*Problem to solve*:
The entries need to be copied exactly.
---*---
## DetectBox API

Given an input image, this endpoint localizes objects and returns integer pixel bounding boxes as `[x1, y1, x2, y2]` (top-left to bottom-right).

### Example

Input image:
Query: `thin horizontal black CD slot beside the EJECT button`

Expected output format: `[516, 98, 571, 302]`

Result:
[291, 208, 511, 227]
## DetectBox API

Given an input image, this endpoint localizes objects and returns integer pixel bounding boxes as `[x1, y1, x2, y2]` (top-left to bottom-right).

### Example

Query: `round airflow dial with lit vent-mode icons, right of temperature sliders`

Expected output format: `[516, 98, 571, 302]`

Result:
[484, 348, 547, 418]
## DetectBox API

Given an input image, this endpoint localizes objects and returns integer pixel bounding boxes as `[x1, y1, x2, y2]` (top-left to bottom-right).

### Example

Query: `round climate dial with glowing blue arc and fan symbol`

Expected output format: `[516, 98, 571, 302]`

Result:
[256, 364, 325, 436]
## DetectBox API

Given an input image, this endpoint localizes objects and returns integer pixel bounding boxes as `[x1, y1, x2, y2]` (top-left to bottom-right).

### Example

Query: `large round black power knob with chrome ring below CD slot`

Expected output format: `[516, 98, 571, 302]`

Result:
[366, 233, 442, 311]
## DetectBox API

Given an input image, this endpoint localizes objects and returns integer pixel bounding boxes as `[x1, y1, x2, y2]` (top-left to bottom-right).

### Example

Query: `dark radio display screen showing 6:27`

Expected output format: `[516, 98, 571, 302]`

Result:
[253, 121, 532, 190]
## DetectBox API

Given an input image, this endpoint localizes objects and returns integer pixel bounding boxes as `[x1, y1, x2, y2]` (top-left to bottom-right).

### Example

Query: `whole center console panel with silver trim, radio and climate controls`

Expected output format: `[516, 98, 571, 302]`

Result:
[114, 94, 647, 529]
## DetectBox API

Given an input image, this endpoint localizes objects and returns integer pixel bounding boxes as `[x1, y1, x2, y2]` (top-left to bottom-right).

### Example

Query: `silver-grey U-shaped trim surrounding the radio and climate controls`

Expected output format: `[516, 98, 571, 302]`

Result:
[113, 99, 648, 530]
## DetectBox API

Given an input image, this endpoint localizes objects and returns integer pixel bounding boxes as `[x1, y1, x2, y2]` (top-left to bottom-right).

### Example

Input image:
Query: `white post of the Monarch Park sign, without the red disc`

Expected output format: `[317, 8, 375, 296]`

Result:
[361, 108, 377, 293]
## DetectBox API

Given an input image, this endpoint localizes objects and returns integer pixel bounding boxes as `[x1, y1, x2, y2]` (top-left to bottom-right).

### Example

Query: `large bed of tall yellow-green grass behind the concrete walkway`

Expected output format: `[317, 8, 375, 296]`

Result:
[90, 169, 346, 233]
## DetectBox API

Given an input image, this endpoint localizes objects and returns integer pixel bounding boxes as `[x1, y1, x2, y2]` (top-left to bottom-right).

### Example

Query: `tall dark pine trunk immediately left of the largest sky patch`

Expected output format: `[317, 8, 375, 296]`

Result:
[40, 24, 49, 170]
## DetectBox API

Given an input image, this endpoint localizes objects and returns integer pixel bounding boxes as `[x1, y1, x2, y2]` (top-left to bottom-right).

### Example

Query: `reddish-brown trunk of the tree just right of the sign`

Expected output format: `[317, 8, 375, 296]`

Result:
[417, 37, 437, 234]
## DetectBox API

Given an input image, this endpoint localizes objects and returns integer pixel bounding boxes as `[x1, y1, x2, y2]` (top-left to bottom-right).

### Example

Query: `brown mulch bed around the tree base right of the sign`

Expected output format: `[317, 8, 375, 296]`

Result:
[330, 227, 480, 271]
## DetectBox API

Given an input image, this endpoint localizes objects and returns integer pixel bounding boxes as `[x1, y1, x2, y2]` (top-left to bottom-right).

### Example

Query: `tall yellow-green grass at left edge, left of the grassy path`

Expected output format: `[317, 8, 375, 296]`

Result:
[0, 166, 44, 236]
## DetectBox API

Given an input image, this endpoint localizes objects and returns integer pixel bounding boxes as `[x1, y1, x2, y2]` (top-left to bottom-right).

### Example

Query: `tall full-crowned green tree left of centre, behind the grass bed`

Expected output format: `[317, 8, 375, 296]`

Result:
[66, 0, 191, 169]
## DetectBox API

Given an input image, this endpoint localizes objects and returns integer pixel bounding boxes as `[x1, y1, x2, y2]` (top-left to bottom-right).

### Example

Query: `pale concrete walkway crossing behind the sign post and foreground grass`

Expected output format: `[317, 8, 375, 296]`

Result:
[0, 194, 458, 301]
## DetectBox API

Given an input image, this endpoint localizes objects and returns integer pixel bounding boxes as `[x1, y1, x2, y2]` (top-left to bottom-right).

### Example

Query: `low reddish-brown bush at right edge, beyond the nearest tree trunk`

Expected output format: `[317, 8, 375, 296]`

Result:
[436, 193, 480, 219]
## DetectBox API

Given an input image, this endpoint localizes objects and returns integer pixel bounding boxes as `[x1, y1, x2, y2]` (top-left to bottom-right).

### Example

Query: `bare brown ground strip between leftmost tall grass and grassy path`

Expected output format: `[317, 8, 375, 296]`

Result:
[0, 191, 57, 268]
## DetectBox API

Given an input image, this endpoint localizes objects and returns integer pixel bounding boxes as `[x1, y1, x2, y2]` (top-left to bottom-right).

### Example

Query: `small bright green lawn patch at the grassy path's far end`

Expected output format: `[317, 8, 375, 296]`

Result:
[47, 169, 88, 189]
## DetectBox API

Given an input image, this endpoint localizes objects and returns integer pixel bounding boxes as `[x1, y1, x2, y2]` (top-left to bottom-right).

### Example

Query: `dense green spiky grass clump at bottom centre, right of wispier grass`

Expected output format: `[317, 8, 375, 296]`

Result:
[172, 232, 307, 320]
---*---
*Reply to the task*:
## DetectBox API

Given an input image, this endpoint localizes objects and returns integer pixel bounding boxes as `[x1, y1, x2, y2]` (top-left to bottom-right).

### Example

Input image:
Query: `thin horizontal black CD slot beside the EJECT button`

Expected output format: `[516, 98, 571, 302]`

Result:
[291, 208, 511, 227]
## DetectBox API

Given an input image, this endpoint localizes objects and returns integer pixel bounding boxes as `[x1, y1, x2, y2]` (top-left to bottom-right).

### Example

Query: `round airflow dial with lit vent-mode icons, right of temperature sliders`

Expected output format: `[516, 98, 571, 302]`

Result:
[484, 348, 547, 418]
## DetectBox API

Given an input image, this endpoint localizes objects and returns integer pixel bounding boxes as `[x1, y1, x2, y2]` (top-left to bottom-right).

### Example

Query: `round climate dial with glowing blue arc and fan symbol`

Expected output format: `[516, 98, 571, 302]`

Result:
[256, 364, 325, 436]
## DetectBox API

Given an input image, this endpoint localizes objects and returns integer pixel bounding boxes as `[x1, y1, x2, y2]` (top-left to bottom-right).

### Example

Query: `large round black power knob with chrome ring below CD slot`

Expected output format: `[516, 98, 571, 302]`

Result:
[366, 233, 442, 311]
## DetectBox API

Given an input image, this endpoint localizes objects and returns integer pixel bounding boxes as `[x1, y1, x2, y2]` (top-left to bottom-right).

### Example

Query: `dark radio display screen showing 6:27`

Expected output format: `[516, 98, 571, 302]`

Result:
[253, 121, 532, 190]
## DetectBox API

Given an input image, this endpoint localizes objects and returns integer pixel bounding boxes as `[x1, y1, x2, y2]` (top-left to bottom-right).

### Example

Query: `whole center console panel with silver trim, radio and climate controls`

Expected output format: `[516, 98, 571, 302]`

Result:
[114, 94, 647, 529]
## DetectBox API

Given an input image, this endpoint localizes objects and returns integer pixel bounding boxes as `[x1, y1, x2, y2]` (top-left to bottom-right).

### Example

Query: `silver-grey U-shaped trim surrounding the radio and climate controls`

Expected output format: `[516, 98, 571, 302]`

Result:
[113, 99, 648, 530]
## DetectBox API

Given an input image, this endpoint localizes objects and returns integer pixel bounding boxes as `[x1, y1, x2, y2]` (top-left to bottom-right).

### Example

Input image:
Query: `white post of the Monarch Park sign, without the red disc`

Expected output format: `[317, 8, 375, 296]`

Result:
[361, 108, 377, 293]
## DetectBox API

Given an input image, this endpoint localizes objects and returns integer pixel bounding boxes as `[x1, y1, x2, y2]` (top-left to bottom-right).

### Example

Query: `large bed of tall yellow-green grass behind the concrete walkway`

Expected output format: `[317, 8, 375, 296]`

Result:
[90, 169, 346, 233]
## DetectBox API

Given an input image, this endpoint localizes objects and returns integer pixel bounding boxes as `[x1, y1, x2, y2]` (top-left to bottom-right).

### Example

Query: `tall dark pine trunk immediately left of the largest sky patch`

Expected output format: `[317, 8, 375, 296]`

Result:
[40, 24, 49, 170]
## DetectBox API

Given an input image, this endpoint localizes objects and returns integer pixel bounding boxes as `[x1, y1, x2, y2]` (top-left to bottom-right).

### Example

Query: `reddish-brown trunk of the tree just right of the sign`

Expected output format: `[317, 8, 375, 296]`

Result:
[417, 37, 437, 234]
## DetectBox API

Given an input image, this endpoint localizes objects and returns integer pixel bounding boxes as `[x1, y1, x2, y2]` (top-left to bottom-right).

### Example

Query: `brown mulch bed around the tree base right of the sign`

Expected output format: `[317, 8, 375, 296]`

Result:
[330, 227, 480, 271]
## DetectBox API

Given an input image, this endpoint localizes objects and returns integer pixel bounding boxes as `[x1, y1, x2, y2]` (top-left to bottom-right).

### Example

Query: `tall yellow-green grass at left edge, left of the grassy path`

Expected output format: `[317, 8, 375, 296]`

Result:
[0, 166, 44, 236]
## DetectBox API

Given an input image, this endpoint localizes objects and returns integer pixel bounding boxes as `[x1, y1, x2, y2]` (top-left to bottom-right).

### Example

Query: `tall full-crowned green tree left of centre, behind the grass bed`

Expected output format: `[317, 8, 375, 296]`

Result:
[66, 0, 191, 169]
## DetectBox API

Given an input image, this endpoint localizes objects and returns integer pixel bounding boxes as `[x1, y1, x2, y2]` (top-left to bottom-right).

### Example

Query: `pale concrete walkway crossing behind the sign post and foreground grass`

Expected output format: `[317, 8, 375, 296]`

Result:
[0, 194, 458, 301]
## DetectBox API

Given an input image, this endpoint localizes objects and returns integer pixel bounding boxes as `[x1, y1, x2, y2]` (top-left to bottom-right).

### Example

Query: `low reddish-brown bush at right edge, beyond the nearest tree trunk`

Expected output format: `[317, 8, 375, 296]`

Result:
[436, 193, 480, 219]
## DetectBox API

Given an input image, this endpoint localizes objects and returns integer pixel bounding boxes as `[x1, y1, x2, y2]` (top-left to bottom-right).

### Example

Query: `bare brown ground strip between leftmost tall grass and grassy path`

Expected output format: `[317, 8, 375, 296]`

Result:
[0, 191, 57, 268]
## DetectBox API

Given an input image, this endpoint localizes objects and returns integer pixel bounding boxes as `[x1, y1, x2, y2]` (top-left to bottom-right).

### Example

Query: `small bright green lawn patch at the grassy path's far end`

Expected output format: `[317, 8, 375, 296]`

Result:
[47, 169, 88, 189]
## DetectBox API

Given an input image, this endpoint localizes objects and returns integer pixel bounding boxes as `[x1, y1, x2, y2]` (top-left to bottom-right).

### Example

Query: `dense green spiky grass clump at bottom centre, right of wispier grass`

Expected output format: `[317, 8, 375, 296]`

Result:
[172, 232, 307, 320]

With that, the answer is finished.